=== Section Start ===
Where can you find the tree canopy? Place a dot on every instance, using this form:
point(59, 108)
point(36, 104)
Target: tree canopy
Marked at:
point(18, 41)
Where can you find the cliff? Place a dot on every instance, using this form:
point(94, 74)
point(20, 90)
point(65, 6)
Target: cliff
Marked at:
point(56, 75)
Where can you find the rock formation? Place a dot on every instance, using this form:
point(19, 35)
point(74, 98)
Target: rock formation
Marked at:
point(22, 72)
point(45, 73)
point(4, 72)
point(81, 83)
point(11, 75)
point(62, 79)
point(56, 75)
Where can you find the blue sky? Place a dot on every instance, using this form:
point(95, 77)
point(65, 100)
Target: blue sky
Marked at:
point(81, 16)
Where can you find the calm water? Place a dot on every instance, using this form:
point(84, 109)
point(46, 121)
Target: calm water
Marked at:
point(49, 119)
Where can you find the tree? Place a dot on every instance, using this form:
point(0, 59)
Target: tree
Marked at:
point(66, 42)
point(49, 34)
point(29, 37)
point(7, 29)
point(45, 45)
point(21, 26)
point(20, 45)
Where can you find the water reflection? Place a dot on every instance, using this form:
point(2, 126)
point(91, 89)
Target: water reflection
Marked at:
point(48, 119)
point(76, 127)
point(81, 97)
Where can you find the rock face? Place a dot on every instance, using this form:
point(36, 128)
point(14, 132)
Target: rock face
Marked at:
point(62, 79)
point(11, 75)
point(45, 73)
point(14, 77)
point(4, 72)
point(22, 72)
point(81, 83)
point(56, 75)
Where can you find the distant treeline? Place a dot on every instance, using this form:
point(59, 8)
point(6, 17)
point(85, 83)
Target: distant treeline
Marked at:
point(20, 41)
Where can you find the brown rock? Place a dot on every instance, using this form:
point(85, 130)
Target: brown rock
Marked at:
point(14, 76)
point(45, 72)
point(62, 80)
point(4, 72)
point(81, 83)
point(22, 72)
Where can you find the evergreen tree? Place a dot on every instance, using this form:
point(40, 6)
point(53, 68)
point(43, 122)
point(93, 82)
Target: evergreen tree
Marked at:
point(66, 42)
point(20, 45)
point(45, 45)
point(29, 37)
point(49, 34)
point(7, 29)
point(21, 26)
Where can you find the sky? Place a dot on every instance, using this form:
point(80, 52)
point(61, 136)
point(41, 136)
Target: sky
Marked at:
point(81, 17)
=== Section End ===
* Exercise: Scan the records above for the string "canopy", then copy each line where it turns up.

* Solution to this problem:
Where can you find the tree canopy? Place a dot on every instance, using this form:
Target: tree canopy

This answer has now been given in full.